_Task goal:_ Where the line containing "Please identify the window" appears in the entries below, begin there and output every line through the last, exactly, minus the pictures.

(Point localization data)
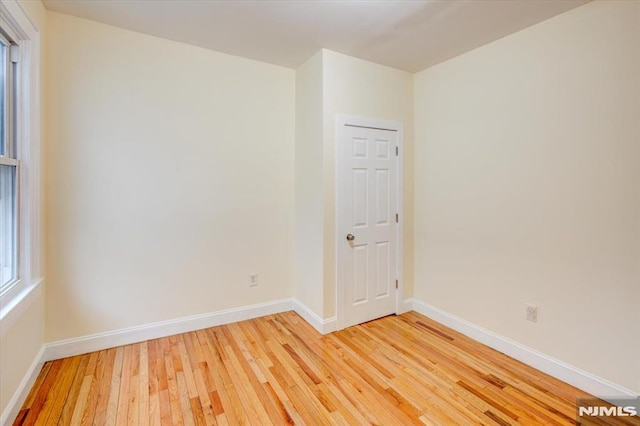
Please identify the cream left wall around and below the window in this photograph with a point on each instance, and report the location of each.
(21, 342)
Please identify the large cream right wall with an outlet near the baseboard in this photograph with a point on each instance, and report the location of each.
(526, 188)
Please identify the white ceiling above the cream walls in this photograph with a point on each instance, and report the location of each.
(409, 35)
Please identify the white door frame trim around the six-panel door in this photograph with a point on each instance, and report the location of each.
(342, 121)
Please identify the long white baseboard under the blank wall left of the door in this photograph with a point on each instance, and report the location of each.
(127, 336)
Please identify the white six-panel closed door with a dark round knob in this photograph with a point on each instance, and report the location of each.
(367, 227)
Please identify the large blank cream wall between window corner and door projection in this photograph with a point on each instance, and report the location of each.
(170, 179)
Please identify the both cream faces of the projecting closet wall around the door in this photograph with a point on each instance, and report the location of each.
(329, 84)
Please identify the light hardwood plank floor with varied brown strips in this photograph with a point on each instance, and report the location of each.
(398, 370)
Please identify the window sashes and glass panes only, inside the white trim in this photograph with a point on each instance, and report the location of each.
(9, 166)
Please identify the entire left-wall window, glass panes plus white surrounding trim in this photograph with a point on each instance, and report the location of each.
(20, 220)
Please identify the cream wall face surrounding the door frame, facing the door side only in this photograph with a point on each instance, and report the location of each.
(355, 87)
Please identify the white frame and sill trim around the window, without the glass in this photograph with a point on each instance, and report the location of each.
(15, 301)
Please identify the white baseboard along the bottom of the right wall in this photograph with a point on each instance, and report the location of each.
(581, 379)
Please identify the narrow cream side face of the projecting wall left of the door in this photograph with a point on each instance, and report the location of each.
(308, 264)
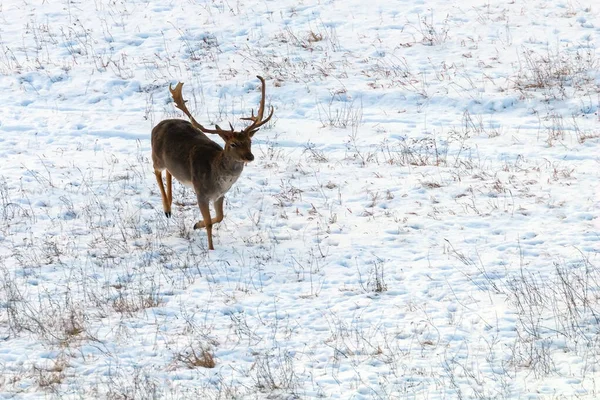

_Solved exercise:_
Please identify the window sashes and glass panes only, inside the white trim in this photograph with a point on each instance, and report the location of each.
(9, 166)
Please identify the entire left-wall window, glass panes plus white surrounding trim in this photograph with a point on each instance, and report the location of each.
(20, 220)
Please identify the cream wall face surrounding the door frame, facing the door side only in this photograph with a point on each instance, and report the location of each.
(355, 87)
Please identify the white frame and sill trim around the window, without the glass in this photograph with a point on each instance, and report the location of each.
(15, 301)
Please identify the white baseboard along the bottom of the right wall in this photograph with a point on each instance, and report the location of each.
(581, 379)
Please identify the narrow cream side face of the projecting wall left of the door in this photograph with a point on each instance, and report the location of each.
(308, 264)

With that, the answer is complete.